EL MARTIRIO DE ANACLETO GONZÁLEZ FLORES


El Lic. Anacleto Gonzalez Flores nació en Tepatitlán, Jalisco, un pueblito muy cercano a Guadalajara, el 13 de julio de 1888. Luego de pasar cinco años en el Seminario de San Juan de los Lagos, decidió que su vocación no sería el altar, al menos el altar para perpetuar el sacrificio. Luego de partido del seminario no dejó que los años de preparación pasasen en vano y aprovechó la formación humanística para convertirse en abogado; los años posteriores lo verán en diversas facetas: catequista, profesor de literatura, periodista, escritor, político, dirigente gremial, etc. Fue, sin duda, en su faceta de orador donde mayormente se destacó, siendo un apasionado y cultor del verbo oral.
En 1925 y ya comenzados los conflictos, se trasladó a Guadalajara y asumió la jefatura de la «U» (Unión Popular) al mismo que la de la A.C.J.M. y la Liga.
Como dirigente católico dejó una impronta única en las filas de los jalicienses, improntas que se vieron reflejadas por escrito en la revista Gladium que dirigía y que le valieron el ser condecorado por el Papa Benedicto XV con la Cruz Pro Ecclesia et Pontifice.

* _Trabajo pedido_:
• 1. Transcribe del texto sobre Anacleto González Flores el pasaje que empieza en "El Lic. Anacleto" y termina en "del verbo oral.".
• 2. Escribe la continuación del texto sobre Anacleto González Flores a partir de su última oración.
Las entradas proceden de una fuente distinta.

* _Entradas proporcionadas_:

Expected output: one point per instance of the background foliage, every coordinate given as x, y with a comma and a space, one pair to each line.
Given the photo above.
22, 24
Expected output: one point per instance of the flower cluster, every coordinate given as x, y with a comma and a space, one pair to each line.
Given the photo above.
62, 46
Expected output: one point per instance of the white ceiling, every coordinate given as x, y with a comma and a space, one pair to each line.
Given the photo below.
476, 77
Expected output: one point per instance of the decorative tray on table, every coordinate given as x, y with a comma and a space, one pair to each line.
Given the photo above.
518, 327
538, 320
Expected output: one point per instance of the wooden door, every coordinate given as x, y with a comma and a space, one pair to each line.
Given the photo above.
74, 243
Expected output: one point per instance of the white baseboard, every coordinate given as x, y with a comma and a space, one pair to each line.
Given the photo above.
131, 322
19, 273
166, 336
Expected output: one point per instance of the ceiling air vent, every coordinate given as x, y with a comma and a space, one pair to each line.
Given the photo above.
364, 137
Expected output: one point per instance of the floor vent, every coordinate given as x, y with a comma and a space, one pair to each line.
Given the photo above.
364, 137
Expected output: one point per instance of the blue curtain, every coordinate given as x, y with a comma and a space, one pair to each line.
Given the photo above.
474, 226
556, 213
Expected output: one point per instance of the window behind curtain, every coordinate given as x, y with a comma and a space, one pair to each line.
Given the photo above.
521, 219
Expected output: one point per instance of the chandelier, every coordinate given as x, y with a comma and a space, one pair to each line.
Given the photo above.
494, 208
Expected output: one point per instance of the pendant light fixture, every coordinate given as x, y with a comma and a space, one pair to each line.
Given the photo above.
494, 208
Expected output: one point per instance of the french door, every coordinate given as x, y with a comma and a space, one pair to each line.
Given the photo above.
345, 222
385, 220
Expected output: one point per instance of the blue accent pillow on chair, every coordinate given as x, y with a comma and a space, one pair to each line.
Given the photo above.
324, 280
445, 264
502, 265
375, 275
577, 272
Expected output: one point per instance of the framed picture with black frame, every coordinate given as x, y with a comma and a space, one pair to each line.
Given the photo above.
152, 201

* _Respuestas_:
• 1.
El Lic. Anacleto Gonzalez Flores nació en Tepatitlán, Jalisco, un pueblito muy cercano a Guadalajara, el 13 de julio de 1888. Luego de pasar cinco años en el Seminario de San Juan de los Lagos, decidió que su vocación no sería el altar, al menos el altar para perpetuar el sacrificio. Luego de partido del seminario no dejó que los años de preparación pasasen en vano y aprovechó la formación humanística para convertirse en abogado; los años posteriores lo verán en diversas facetas: catequista, profesor de literatura, periodista, escritor, político, dirigente gremial, etc. Fue, sin duda, en su faceta de orador donde mayormente se destacó, siendo un apasionado y cultor del verbo oral.

• 2.
Fue uno de los principales organizadores del boicot contra el gobierno que llegó a casi paralizar Guadalajara y, siendo partidario inicialmente de la lucha pacífica, algunos quisieron ver en él la figura de un «Gandhi mexicano». Nada más lejos de esto; su lucha pacífica era el inicio del alzamiento y Anacleto no hacía otra cosa que seguir los pasos legítimos para la lucha contra la opresión gubernamental: de la lucha pacífica a la lucha armada (de hecho cuando debió portar armas, lo hizo sin escrúpulos).
Ya durante el conflicto armado se lo nombró Primer Jefe Civil de Jalisco, lo que hacía de él un blanco apetecible para la policía. No es este el lugar para hacer el panegírico de González Flores[1], pero no dudamos en decir que fue el alma del levantamiento cristero en el estado de Jalisco. Llegados los tiempos más difíciles, debió ocultarse de casa en casa, hasta que tocó el turno del hogar de los hermanos Jorge y Ramón Vargas González. Allí se encontraba también Luis Padilla Gómez, otro de sus camaradas[2].
A las tres de la mañana del 1º de abril de 1927 los soldados callistas rodearon la vivienda de la calle Mezquitán 405, saltando por los techos la policía secreta mientras que otros llamaban a la puerta, la allanaron y aprehendieron a los cuatro citados, conduciéndolos al «Cuartel Colorado» donde serían victimados.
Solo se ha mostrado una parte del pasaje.